(WORK TASK):
Your answer must match the records word for word and contain no pictures.

(DATASET RECORDS):
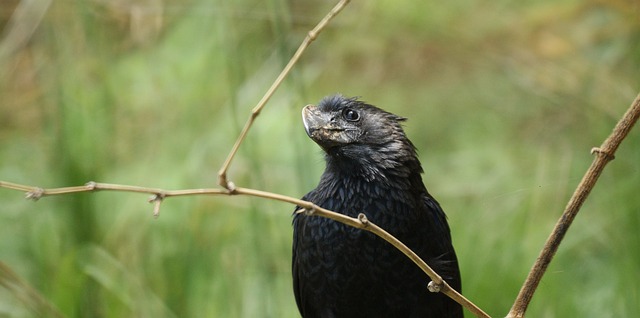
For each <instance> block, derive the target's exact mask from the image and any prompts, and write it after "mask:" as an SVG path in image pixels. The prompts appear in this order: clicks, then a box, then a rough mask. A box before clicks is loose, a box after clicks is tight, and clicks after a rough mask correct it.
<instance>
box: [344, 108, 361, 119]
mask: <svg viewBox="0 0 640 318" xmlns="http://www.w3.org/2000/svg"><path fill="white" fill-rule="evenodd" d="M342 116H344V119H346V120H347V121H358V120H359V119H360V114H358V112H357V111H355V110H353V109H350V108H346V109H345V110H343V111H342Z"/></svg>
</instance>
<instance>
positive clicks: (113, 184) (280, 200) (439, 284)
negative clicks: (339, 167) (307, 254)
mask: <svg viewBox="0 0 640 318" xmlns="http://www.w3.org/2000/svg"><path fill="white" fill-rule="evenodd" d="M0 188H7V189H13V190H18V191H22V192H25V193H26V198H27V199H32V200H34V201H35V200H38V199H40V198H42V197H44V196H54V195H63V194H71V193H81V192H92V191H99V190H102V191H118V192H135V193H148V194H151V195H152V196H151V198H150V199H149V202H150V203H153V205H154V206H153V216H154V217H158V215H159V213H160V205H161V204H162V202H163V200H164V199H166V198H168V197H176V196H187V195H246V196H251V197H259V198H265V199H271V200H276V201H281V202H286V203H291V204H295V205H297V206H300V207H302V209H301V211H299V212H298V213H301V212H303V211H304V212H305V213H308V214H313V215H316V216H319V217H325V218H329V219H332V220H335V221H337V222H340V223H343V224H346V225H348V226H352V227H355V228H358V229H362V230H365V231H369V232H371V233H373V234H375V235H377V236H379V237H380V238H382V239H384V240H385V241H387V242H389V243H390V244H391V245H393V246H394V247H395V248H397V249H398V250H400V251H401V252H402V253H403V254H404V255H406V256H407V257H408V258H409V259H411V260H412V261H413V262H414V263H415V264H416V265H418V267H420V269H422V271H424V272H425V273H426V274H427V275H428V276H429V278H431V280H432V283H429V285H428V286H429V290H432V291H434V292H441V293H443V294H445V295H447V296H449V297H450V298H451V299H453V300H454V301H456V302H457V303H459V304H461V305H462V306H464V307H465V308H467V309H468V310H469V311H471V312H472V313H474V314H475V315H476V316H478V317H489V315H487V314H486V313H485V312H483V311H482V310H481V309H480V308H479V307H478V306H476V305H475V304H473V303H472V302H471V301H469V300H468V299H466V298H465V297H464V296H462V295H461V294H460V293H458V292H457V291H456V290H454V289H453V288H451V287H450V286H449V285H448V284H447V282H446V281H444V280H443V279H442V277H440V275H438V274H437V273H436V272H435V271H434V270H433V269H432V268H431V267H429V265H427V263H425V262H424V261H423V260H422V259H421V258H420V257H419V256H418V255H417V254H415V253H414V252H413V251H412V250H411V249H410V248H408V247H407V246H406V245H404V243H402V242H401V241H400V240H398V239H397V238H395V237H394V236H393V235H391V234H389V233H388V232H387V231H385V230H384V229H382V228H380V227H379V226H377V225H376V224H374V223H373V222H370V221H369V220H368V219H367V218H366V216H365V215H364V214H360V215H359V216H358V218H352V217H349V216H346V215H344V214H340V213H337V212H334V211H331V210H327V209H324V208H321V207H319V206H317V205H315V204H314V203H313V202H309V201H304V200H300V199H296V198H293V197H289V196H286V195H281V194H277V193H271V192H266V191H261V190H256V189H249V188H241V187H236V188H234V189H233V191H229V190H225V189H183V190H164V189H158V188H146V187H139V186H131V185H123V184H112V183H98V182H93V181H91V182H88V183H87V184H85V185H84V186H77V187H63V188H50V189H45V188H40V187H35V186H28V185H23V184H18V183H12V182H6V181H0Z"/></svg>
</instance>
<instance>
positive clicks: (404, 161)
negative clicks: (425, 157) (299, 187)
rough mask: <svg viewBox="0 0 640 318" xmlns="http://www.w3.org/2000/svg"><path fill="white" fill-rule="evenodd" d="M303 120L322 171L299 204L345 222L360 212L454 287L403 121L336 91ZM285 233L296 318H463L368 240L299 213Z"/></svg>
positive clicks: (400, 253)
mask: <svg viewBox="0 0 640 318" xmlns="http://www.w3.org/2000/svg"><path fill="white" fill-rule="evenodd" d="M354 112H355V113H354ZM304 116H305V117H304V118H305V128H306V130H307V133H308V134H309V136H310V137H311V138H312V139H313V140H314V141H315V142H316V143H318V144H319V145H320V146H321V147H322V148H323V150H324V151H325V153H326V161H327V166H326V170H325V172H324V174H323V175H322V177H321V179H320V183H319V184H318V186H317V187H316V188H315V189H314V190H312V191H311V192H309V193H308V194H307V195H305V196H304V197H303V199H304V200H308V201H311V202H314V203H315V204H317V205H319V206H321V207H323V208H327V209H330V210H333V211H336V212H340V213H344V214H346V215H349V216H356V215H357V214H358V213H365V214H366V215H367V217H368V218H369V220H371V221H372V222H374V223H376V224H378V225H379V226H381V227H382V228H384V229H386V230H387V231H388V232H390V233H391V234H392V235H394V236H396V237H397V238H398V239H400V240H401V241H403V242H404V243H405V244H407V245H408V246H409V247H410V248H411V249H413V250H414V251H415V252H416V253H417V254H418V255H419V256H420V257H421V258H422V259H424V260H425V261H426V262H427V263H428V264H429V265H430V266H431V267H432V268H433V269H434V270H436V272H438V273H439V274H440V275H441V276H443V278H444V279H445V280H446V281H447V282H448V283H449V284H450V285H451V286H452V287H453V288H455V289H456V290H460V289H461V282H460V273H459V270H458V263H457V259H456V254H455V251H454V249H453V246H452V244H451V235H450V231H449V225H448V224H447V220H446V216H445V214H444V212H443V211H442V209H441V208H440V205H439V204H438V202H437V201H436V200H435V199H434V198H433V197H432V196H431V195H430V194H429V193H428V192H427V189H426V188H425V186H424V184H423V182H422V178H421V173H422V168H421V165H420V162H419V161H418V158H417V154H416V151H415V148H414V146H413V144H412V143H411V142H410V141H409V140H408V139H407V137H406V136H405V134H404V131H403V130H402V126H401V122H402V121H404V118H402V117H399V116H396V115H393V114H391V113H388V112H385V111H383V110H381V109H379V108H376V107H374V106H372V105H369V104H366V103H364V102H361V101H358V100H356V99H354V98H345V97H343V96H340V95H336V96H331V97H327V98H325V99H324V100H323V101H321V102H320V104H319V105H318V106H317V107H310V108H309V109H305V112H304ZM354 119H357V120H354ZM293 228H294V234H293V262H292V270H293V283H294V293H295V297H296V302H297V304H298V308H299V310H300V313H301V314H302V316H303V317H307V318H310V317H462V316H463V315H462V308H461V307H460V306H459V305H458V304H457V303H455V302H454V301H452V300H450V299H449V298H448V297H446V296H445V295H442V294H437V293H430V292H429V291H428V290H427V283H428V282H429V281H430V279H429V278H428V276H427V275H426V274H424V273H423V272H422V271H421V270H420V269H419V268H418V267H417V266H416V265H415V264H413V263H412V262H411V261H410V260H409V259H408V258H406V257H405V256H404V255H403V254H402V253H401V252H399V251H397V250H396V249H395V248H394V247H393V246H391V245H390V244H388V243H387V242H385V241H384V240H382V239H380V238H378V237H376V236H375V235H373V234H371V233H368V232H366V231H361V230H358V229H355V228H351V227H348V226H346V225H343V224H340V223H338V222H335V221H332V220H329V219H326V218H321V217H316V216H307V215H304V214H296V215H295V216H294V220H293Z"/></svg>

(RESPONSE):
For each <instance> block, derive the target's exact mask from the image and any prompts, and write it after "mask:" as an SVG path in image pixels. The prompts appear in this order: clicks, then a box, then a rough mask. A box before clicks is loose, a box after clicks is tight, and clicks after a rough mask correct it.
<instance>
box: [344, 108, 361, 119]
mask: <svg viewBox="0 0 640 318" xmlns="http://www.w3.org/2000/svg"><path fill="white" fill-rule="evenodd" d="M342 116H344V119H346V120H347V121H358V120H359V119H360V114H358V112H357V111H355V110H353V109H350V108H346V109H345V110H343V111H342Z"/></svg>
</instance>
<instance>
positive clicks: (113, 184) (280, 200) (439, 284)
negative clicks: (339, 167) (307, 254)
mask: <svg viewBox="0 0 640 318" xmlns="http://www.w3.org/2000/svg"><path fill="white" fill-rule="evenodd" d="M0 188H7V189H13V190H18V191H22V192H25V193H26V198H27V199H32V200H34V201H35V200H38V199H40V198H42V197H44V196H54V195H63V194H71V193H81V192H92V191H99V190H102V191H118V192H135V193H148V194H151V195H152V196H151V198H150V199H149V202H150V203H153V205H154V206H153V216H154V217H158V215H159V213H160V205H161V204H162V202H163V200H164V199H166V198H168V197H176V196H187V195H246V196H251V197H259V198H265V199H271V200H276V201H281V202H286V203H291V204H295V205H297V206H300V207H302V209H301V211H299V212H298V213H301V212H303V211H304V212H305V213H308V214H313V215H316V216H319V217H325V218H329V219H332V220H335V221H337V222H340V223H343V224H346V225H348V226H352V227H355V228H358V229H362V230H365V231H369V232H371V233H373V234H375V235H377V236H379V237H380V238H382V239H384V240H385V241H387V242H389V243H390V244H391V245H393V246H394V247H395V248H397V249H398V250H400V251H401V252H402V253H403V254H404V255H406V256H407V257H408V258H409V259H411V260H412V261H413V262H414V263H415V264H416V265H418V267H420V269H422V271H424V272H425V273H426V274H427V275H428V276H429V278H431V280H432V283H429V285H428V286H429V290H432V291H434V292H441V293H443V294H445V295H447V296H449V297H450V298H451V299H453V300H454V301H456V302H457V303H459V304H461V305H462V306H464V307H465V308H467V309H468V310H469V311H471V312H472V313H474V314H475V315H476V316H478V317H489V315H487V314H486V313H485V312H483V311H482V310H481V309H480V308H479V307H478V306H476V305H475V304H473V303H472V302H471V301H469V300H468V299H466V298H465V297H464V296H462V295H461V294H460V293H458V292H457V291H456V290H454V289H453V288H451V287H450V286H449V285H448V284H447V282H446V281H444V280H443V279H442V277H440V275H438V274H437V273H436V272H435V271H434V270H433V269H432V268H431V267H429V265H427V263H425V262H424V261H423V260H422V259H421V258H420V257H419V256H418V255H417V254H415V253H414V252H413V251H412V250H411V249H410V248H408V247H407V246H406V245H404V243H402V242H401V241H400V240H398V239H397V238H395V237H394V236H393V235H391V234H389V233H388V232H387V231H385V230H384V229H382V228H380V227H379V226H377V225H376V224H374V223H373V222H370V221H369V220H368V219H367V218H366V216H365V215H364V214H360V215H359V216H358V218H352V217H349V216H346V215H344V214H340V213H337V212H334V211H331V210H327V209H324V208H321V207H319V206H317V205H315V204H314V203H313V202H309V201H304V200H300V199H296V198H293V197H289V196H286V195H281V194H277V193H271V192H266V191H261V190H256V189H249V188H241V187H236V188H234V189H233V191H229V190H225V189H183V190H164V189H158V188H146V187H139V186H131V185H123V184H112V183H98V182H93V181H91V182H88V183H87V184H85V185H84V186H77V187H63V188H50V189H45V188H40V187H35V186H28V185H23V184H18V183H12V182H6V181H0Z"/></svg>
</instance>
<instance>
positive clicks: (404, 161)
negative clicks: (425, 157) (299, 187)
rough mask: <svg viewBox="0 0 640 318" xmlns="http://www.w3.org/2000/svg"><path fill="white" fill-rule="evenodd" d="M303 120L322 171L299 204L345 222L360 212L454 287L403 121L336 91ZM285 233L296 318H463L368 240L299 213Z"/></svg>
positive clicks: (400, 253)
mask: <svg viewBox="0 0 640 318" xmlns="http://www.w3.org/2000/svg"><path fill="white" fill-rule="evenodd" d="M354 112H355V113H354ZM304 116H305V117H304V118H305V128H306V130H307V133H308V134H309V136H310V137H311V138H312V139H313V140H314V141H315V142H316V143H318V144H319V145H320V146H321V147H322V148H323V150H324V151H325V153H326V161H327V166H326V170H325V172H324V174H323V175H322V177H321V179H320V183H319V184H318V186H317V187H316V188H315V189H314V190H312V191H311V192H309V193H308V194H307V195H305V196H304V197H303V199H304V200H308V201H311V202H314V203H315V204H317V205H319V206H321V207H323V208H327V209H330V210H333V211H336V212H340V213H344V214H346V215H349V216H356V215H357V214H358V213H365V214H366V215H367V217H368V218H369V220H371V221H372V222H374V223H376V224H378V225H379V226H381V227H382V228H384V229H386V230H387V231H388V232H390V233H391V234H392V235H394V236H396V237H397V238H398V239H400V240H401V241H403V242H404V243H405V244H407V245H408V246H409V247H410V248H411V249H413V250H414V251H415V252H416V253H417V254H418V255H419V256H420V257H421V258H422V259H424V260H425V261H426V262H427V263H428V264H429V265H430V266H431V267H432V268H433V269H434V270H436V272H438V273H439V274H440V275H441V276H443V278H444V279H445V280H446V281H447V282H448V283H449V284H450V285H451V286H452V287H453V288H455V289H456V290H460V289H461V282H460V273H459V270H458V263H457V259H456V254H455V251H454V249H453V246H452V244H451V235H450V231H449V225H448V224H447V220H446V216H445V214H444V212H443V211H442V209H441V208H440V205H439V204H438V202H437V201H436V200H435V199H434V198H433V197H432V196H431V195H430V194H429V193H428V192H427V189H426V188H425V186H424V184H423V182H422V178H421V173H422V168H421V165H420V162H419V161H418V158H417V154H416V151H415V148H414V146H413V144H412V143H411V142H410V141H409V140H408V139H407V137H406V136H405V134H404V131H403V130H402V126H401V122H402V121H404V118H402V117H399V116H396V115H393V114H391V113H388V112H385V111H383V110H381V109H379V108H376V107H374V106H372V105H369V104H366V103H364V102H361V101H358V100H356V99H354V98H345V97H343V96H340V95H336V96H331V97H327V98H325V99H324V100H323V101H321V102H320V104H319V105H318V106H317V107H310V108H309V109H305V112H304ZM354 119H357V120H354ZM293 228H294V234H293V262H292V270H293V283H294V293H295V297H296V302H297V304H298V308H299V310H300V313H301V314H302V316H303V317H307V318H310V317H462V316H463V315H462V308H461V307H460V306H459V305H458V304H457V303H455V302H454V301H452V300H450V299H449V298H448V297H446V296H445V295H442V294H437V293H430V292H429V291H428V290H427V283H428V282H429V281H430V279H429V278H428V276H427V275H426V274H424V273H423V272H422V271H421V270H420V269H419V268H418V267H417V266H416V265H415V264H413V263H412V262H411V261H410V260H409V259H408V258H406V257H405V256H404V255H403V254H402V253H401V252H399V251H397V250H396V249H395V248H394V247H393V246H391V245H390V244H388V243H387V242H385V241H384V240H382V239H380V238H378V237H376V236H375V235H373V234H371V233H368V232H366V231H361V230H358V229H355V228H351V227H348V226H346V225H343V224H340V223H338V222H335V221H332V220H329V219H326V218H321V217H316V216H307V215H304V214H296V215H295V216H294V220H293Z"/></svg>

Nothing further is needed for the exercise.